What is expected>
In the data below, swap every "Locate" for "Find" and leave all other text unchanged.

Rows of box annotation data
= = =

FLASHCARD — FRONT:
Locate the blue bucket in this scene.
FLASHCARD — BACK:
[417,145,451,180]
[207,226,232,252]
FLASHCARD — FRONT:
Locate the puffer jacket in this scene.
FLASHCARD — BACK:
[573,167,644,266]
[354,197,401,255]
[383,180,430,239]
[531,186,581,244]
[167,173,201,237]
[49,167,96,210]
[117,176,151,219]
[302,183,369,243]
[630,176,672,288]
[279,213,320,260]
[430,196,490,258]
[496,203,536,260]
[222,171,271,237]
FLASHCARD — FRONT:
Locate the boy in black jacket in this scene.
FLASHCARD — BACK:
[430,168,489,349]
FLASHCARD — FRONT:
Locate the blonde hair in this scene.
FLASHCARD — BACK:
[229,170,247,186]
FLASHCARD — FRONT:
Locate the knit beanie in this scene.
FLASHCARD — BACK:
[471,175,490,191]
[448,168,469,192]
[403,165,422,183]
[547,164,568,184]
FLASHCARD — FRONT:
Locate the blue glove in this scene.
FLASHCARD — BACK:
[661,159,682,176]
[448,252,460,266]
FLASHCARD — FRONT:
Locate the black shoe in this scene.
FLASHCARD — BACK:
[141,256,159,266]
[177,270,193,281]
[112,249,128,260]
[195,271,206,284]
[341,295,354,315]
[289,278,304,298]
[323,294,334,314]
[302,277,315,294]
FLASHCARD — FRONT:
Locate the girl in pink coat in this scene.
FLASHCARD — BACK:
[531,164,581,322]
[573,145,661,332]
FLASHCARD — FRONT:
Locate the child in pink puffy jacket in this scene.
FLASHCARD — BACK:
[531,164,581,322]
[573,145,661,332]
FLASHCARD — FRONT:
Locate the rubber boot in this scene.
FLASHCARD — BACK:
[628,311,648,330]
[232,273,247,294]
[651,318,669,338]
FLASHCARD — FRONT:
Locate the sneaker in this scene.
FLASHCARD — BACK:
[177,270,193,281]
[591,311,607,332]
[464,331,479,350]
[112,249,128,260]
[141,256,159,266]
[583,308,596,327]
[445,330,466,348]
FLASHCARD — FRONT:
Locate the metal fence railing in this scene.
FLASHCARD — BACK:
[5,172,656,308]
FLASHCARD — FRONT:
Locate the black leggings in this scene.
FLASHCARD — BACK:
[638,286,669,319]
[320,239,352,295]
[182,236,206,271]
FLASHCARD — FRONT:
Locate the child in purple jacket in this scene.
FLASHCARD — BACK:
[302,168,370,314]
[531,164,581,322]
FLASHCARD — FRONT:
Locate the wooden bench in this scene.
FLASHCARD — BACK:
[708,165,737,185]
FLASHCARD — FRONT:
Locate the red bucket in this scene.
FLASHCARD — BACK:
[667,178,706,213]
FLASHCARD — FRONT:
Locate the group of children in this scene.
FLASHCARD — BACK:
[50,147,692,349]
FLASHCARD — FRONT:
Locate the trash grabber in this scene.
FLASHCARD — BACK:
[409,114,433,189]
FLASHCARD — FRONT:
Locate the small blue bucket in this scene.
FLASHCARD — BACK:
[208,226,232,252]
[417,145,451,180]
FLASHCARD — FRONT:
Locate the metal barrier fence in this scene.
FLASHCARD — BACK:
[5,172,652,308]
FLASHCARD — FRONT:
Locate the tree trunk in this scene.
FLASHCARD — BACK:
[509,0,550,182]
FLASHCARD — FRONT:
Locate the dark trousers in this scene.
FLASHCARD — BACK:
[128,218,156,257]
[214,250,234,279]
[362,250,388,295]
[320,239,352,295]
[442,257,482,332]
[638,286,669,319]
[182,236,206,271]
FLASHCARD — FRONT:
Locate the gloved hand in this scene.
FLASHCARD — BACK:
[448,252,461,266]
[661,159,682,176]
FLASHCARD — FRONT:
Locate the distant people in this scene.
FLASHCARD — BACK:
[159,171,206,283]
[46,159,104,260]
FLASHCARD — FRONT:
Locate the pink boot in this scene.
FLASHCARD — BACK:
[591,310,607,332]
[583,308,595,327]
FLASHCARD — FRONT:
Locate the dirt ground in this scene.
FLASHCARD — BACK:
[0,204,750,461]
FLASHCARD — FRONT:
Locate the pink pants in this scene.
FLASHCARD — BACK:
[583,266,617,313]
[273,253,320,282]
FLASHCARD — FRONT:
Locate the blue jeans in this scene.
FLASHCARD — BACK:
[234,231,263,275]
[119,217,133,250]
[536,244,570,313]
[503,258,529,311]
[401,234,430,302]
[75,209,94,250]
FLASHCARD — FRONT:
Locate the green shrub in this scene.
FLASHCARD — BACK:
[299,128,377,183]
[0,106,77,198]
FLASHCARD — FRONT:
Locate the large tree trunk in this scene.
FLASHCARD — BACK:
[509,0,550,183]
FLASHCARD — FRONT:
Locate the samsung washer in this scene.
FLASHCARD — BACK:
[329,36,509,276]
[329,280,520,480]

= = =

Written response>
FLASHCARD — FRONT:
Find the blue bucket in this scene.
FLASHCARD — BACK:
[417,145,451,180]
[207,226,232,252]
FLASHCARD — FRONT:
Find the puffer jacket in this scene.
FLASHCARD — BACK:
[573,167,644,266]
[354,197,401,255]
[383,180,430,239]
[531,186,581,244]
[167,173,201,237]
[49,167,96,210]
[117,176,151,219]
[302,183,369,243]
[630,176,672,288]
[279,213,320,260]
[430,196,490,258]
[496,203,536,260]
[222,171,271,237]
FLASHCARD — FRONT:
Find the boy in black jacket in this scene.
FLASHCARD — BACK:
[430,168,489,349]
FLASHCARD — FRONT:
Find the blonde hair in this scene.
FLASHCARD — BACK:
[229,170,247,186]
FLASHCARD — FRONT:
Find the knit beanie in this scene.
FLASHCARD — BACK:
[471,175,490,191]
[448,168,469,192]
[403,165,422,183]
[547,164,568,184]
FLASHCARD — FRONT:
Find the blue glove in this scene.
FLASHCARD — BACK:
[661,159,682,176]
[448,252,460,266]
FLASHCARD — FRONT:
Find the black shoe in this scene.
FLASHCARD — BACK:
[141,256,159,266]
[177,270,193,281]
[112,249,128,260]
[195,271,206,284]
[341,295,354,315]
[289,278,304,298]
[323,294,334,314]
[302,277,315,294]
FLASHCARD — FRONT:
Find the girl in pink coat in this scene.
FLASHCARD — BACK:
[531,164,581,322]
[573,145,661,332]
FLASHCARD — FRONT:
Find the child in pink puffy jacket in this scene.
FLASHCARD — BACK:
[531,164,581,322]
[573,145,661,332]
FLASHCARD — FRONT:
Find the rubber boot in this scene.
FLASHCARD — BACK:
[628,311,648,330]
[232,273,247,294]
[651,318,669,338]
FLASHCARD — FRONT:
Find the sneaker in this scene.
FLASHCARD — BACK:
[177,270,193,281]
[591,311,607,332]
[464,331,479,350]
[112,249,128,260]
[141,256,159,266]
[583,308,596,327]
[445,330,466,348]
FLASHCARD — FRONT:
Find the metal fence railing in this scene.
FLASHCARD — BACK:
[5,172,656,308]
FLASHCARD — FRONT:
Find the black leggings in this scene.
FLASHCARD — BACK:
[638,286,669,319]
[320,239,352,295]
[182,236,206,271]
FLASHCARD — FRONT:
Find the child in purple jacket in this scene.
FLASHCARD — BACK:
[302,168,370,314]
[531,164,581,322]
FLASHCARD — FRONT:
Find the wooden bench in this scene.
FLASHCARD — BACK:
[708,165,737,185]
FLASHCARD — FRONT:
Find the red bucket in this scene.
FLASHCARD — BACK:
[667,178,706,213]
FLASHCARD — FRONT:
Find the group of children in this scene.
FLASHCARD — BACK:
[50,147,692,349]
FLASHCARD — FRONT:
Find the trash grabber in this scene.
FLASHCARD — BACK:
[409,114,433,189]
FLASHCARD — FRONT:
Find the small blue bucket in this scene.
FLASHCARD — BACK:
[208,226,232,252]
[417,145,451,180]
FLASHCARD — FRONT:
Find the metal barrier fence in this scene.
FLASHCARD — BACK:
[5,172,652,308]
FLASHCARD — FRONT:
Find the tree trunk in this scene.
FLASHCARD — BACK:
[509,0,550,182]
FLASHCARD — FRONT:
Find the dark trousers in this scene.
FLASHCARD — BACK:
[128,218,156,257]
[214,250,234,279]
[362,250,388,295]
[320,239,352,295]
[442,257,482,332]
[638,286,669,319]
[182,236,206,271]
FLASHCARD — FRONT:
Find the gloved hand in this scene.
FLASHCARD — BACK:
[448,252,461,266]
[661,159,682,176]
FLASHCARD — FRONT:
Find the distant people in this scene.
FLASHCARD — BACK:
[159,171,206,283]
[46,159,104,260]
FLASHCARD — FRONT:
Find the pink boot in this scene.
FLASHCARD — BACK:
[591,310,607,332]
[583,308,595,327]
FLASHCARD — FRONT:
Find the dirt ground in this scene.
FLASHCARD — BACK:
[0,204,750,461]
FLASHCARD — FRONT:
Find the pink pants in this scene.
FLASHCARD — BACK:
[583,266,617,313]
[273,253,320,282]
FLASHCARD — FRONT:
Find the blue jeans in this scene.
FLASHCARD — BACK:
[234,231,263,275]
[119,217,133,250]
[536,244,570,313]
[503,258,529,311]
[401,234,430,302]
[75,209,94,250]
FLASHCARD — FRONT:
Find the green shrub in this scene.
FLASHCARD — BACK:
[299,128,377,183]
[0,106,77,198]
FLASHCARD — FRONT:
Find the large tree trunk in this scene.
FLASHCARD — BACK:
[509,0,550,183]
FLASHCARD — FRONT:
Find the samsung washer in this scene.
FLASHCARD — BACK:
[329,36,509,276]
[329,280,520,480]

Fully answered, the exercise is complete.